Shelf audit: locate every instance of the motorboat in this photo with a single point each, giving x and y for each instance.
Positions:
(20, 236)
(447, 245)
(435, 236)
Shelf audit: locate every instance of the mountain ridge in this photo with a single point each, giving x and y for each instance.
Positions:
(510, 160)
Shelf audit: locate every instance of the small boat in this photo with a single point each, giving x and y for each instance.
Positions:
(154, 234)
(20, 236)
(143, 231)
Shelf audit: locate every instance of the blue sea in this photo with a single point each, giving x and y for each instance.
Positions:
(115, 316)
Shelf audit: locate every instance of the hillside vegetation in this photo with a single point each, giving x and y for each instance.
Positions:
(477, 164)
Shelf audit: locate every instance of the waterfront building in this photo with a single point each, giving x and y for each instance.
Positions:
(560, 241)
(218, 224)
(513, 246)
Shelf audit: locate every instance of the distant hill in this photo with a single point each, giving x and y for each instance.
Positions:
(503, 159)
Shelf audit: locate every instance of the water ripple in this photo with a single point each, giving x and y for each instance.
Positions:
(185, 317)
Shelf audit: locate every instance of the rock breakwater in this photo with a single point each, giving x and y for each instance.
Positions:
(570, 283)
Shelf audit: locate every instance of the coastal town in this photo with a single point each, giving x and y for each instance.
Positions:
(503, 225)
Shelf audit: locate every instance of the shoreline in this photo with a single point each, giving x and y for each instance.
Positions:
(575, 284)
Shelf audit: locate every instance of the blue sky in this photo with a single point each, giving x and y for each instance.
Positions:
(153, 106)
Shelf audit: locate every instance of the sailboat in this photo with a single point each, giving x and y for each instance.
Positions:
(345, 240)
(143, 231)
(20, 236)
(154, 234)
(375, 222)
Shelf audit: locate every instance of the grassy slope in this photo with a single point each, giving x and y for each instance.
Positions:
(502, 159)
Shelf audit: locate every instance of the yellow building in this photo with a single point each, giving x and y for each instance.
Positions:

* [WHAT YOU HAVE TO DO] Reproduce every one of the lines above with each occurrence of "single point" changed to "single dot", keeping everything else the same.

* [FULL ANSWER]
Shelf audit: locate every instance of the motorboat in this photo with a single dot each, giving x and y for each instance.
Positions:
(20, 236)
(447, 245)
(435, 236)
Shelf audit: locate every instance of the mountain ridge in this photo with a single dot each, giving x and y for each instance.
Positions:
(510, 160)
Shelf audit: locate every instance of the small boat in this photo with a single dot each, giving x and y for each instance.
Positions:
(154, 234)
(20, 236)
(143, 231)
Shelf audit: locate every instance of the blue sea in this photo with a single dot each, giving x and y for each instance.
Positions:
(115, 316)
Shelf audit: locate every instance of the hillside vegetation in this photo with a single dot each, giving x and y for each instance.
Positions:
(477, 164)
Shelf audit: locate every instance of the waterfront building in this photo with a single dot each, giving x and y for each instance.
Positions:
(560, 241)
(218, 224)
(513, 246)
Shelf audit: locate every instance of the distant hill in this photo with a single dot each, giving x and y for each instance.
Positions:
(503, 159)
Shelf audit: locate every instance of the water ripple in this photo with a single dot each, giving x and y for each instance.
Positions:
(185, 317)
Shelf audit: locate every instance of the rock breakwater in this photo with a single dot each, giving x and y for each instance.
Positions:
(570, 283)
Shelf audit: locate every instance of the coastal town in this photo with a single dot each, giving x and y for each instance.
Positions:
(503, 225)
Shelf audit: locate every instance of the shoreline in this photo with a single dot each, giving x and y for each instance.
Positions:
(575, 284)
Shelf audit: locate every instance of the blue sky in this photo with a single dot each, giving x and y for each instance.
Positions:
(153, 106)
Shelf audit: locate every instance of the sailboat in this photo with a single dot each, giving x and y for each instance.
Positions:
(345, 240)
(143, 231)
(20, 236)
(154, 234)
(375, 222)
Shelf audit: locate every instance of the grassy slope in this photo with a single dot each, giving x and y for each instance.
Positions:
(502, 159)
Shelf audit: locate every instance of the yellow building in this photo with a single dot each, giving x and y for each instance.
Positions:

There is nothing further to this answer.